* _Dataset extract_:
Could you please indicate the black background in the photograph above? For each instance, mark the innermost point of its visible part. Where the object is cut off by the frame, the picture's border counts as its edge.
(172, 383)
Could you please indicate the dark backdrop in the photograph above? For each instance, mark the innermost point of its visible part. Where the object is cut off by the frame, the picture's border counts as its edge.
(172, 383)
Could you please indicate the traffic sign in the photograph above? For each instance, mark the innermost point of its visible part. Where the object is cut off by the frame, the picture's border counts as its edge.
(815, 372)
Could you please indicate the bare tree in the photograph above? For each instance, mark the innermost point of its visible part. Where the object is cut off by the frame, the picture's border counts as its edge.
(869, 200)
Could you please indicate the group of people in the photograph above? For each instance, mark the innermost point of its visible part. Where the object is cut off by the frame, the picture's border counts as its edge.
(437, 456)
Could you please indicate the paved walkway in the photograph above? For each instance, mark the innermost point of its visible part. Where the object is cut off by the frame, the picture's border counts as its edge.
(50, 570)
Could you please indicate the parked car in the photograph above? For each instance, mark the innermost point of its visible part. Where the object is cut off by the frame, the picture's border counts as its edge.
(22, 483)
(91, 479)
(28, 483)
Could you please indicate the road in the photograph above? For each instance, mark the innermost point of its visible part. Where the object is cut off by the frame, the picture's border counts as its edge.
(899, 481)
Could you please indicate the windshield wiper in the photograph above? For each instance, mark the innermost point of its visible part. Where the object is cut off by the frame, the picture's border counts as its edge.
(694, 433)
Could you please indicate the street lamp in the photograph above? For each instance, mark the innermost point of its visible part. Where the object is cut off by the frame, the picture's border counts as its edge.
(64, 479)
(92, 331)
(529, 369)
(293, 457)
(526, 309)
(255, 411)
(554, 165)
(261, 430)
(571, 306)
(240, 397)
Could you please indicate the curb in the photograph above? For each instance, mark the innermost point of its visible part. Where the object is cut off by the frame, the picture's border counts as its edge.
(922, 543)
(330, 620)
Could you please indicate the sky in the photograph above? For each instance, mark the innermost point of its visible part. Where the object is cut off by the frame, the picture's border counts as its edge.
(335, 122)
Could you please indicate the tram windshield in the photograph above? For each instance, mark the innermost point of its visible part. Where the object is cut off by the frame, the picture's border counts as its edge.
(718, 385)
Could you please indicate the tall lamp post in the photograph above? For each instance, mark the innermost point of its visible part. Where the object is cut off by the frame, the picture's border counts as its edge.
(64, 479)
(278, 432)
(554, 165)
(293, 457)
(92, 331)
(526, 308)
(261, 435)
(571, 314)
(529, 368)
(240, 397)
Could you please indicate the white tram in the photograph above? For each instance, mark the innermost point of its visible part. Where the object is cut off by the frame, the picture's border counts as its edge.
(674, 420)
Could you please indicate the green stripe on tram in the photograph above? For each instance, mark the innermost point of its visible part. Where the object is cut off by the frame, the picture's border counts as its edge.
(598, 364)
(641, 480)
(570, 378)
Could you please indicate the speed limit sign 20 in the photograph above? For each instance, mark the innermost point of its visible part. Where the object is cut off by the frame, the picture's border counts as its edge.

* _Task objective_: Every record must be returned exactly.

* _Task result_:
Could you please indicate the black background in the photograph above? For each instance, mark the innermost point of its visible part. Where the object is cut off by the frame, the picture's border counts as its edge.
(172, 383)
Could you please indicate the dark backdrop in the photograph above? For each instance, mark the innermost point of its visible part. Where the object is cut off by the frame, the picture's border counts as its edge.
(172, 383)
Could you please indicate the traffic sign in the photograph above? For each instance, mark the innermost point of its visible part. Where the object is cut off by the frame, the picture's border counts as its edge.
(815, 372)
Could you please indicate the bare tree in the photograph above? For each instance, mark the innermost point of its visible part. Where the object is cut off by the frame, the picture's border counts as its edge.
(869, 200)
Could you please indicate the group of people in the photograph above? For each instance, mark the innermost point of its visible part. Where the object is cut off by the frame, the picture's border counts as its edge.
(437, 456)
Could you please indicate the paved walkway in the photograph above? For each instance, mark the innermost point of its visible part. Where the object is cut off by the frame, the picture's border counts as its edge.
(50, 570)
Could you please indicate the parked car in the photograph above? For each instance, mark the innermost point of its visible part. Where the object is cut off by the frame, the picture's border counts as its edge.
(22, 483)
(91, 479)
(28, 483)
Could you please indicate the road in the photograph above? For each instance, mark the innermost point of its visible part. Where the object is cut off by the frame, the picture's border counts as its edge.
(899, 481)
Could you please indicate the windshield wiper in the photograph above? For each instance, mark the innermost point of its visible part. Where the object is cut off by the frame, the picture's border counts as its edge.
(694, 433)
Could you please indicate the street lamp in the photograph above? For each instance, mark the innermost point of its visible part. Where the object is cut off by the frame, the picture's border counts as its edge.
(64, 479)
(92, 331)
(529, 369)
(293, 457)
(526, 309)
(255, 411)
(554, 165)
(261, 430)
(571, 306)
(240, 397)
Could you please indicate the curb in the photograph above? For each instance, mark the innermost point of its visible part. Where the object is cut off by the frame, the picture's border counts as its edge.
(922, 543)
(330, 620)
Could you please indicate the sky in the photograph above? For each instance, mark the innermost point of its visible part. Where the object is cut off by the frame, the picture's border counts as its edge.
(335, 122)
Could you please indicate the tram windshield in the photograph above? For each instance, mark the innermost point of its visible part. Where the object is cut off by the frame, the picture's border counts as its edge.
(718, 385)
Could you please indicate the tall lamp post in the photograph above? For each instance, mark the innermost point of its visible part. Where the object is cut off by the frame, the picture's border counts as its edge.
(64, 479)
(278, 432)
(554, 165)
(293, 457)
(92, 331)
(526, 308)
(261, 435)
(571, 314)
(529, 368)
(240, 397)
Could you please indicate the white tram in the photograph above? For each instance, mark the innermost point of its visible part. Where the object is cut off by the frame, the picture's border counts as its edge.
(674, 420)
Could you please indicate the green stripe on tram in the photograph above? For each instance, mark the innermost point of its visible part. Where the object is cut off by the frame, the picture's border counts as its edge.
(598, 364)
(641, 480)
(570, 378)
Could you please indicate the speed limit sign 20 in the photograph above? For each instance, mark the innermost point of its visible part. Where the object is cut off by the frame, the picture's border counts as its edge.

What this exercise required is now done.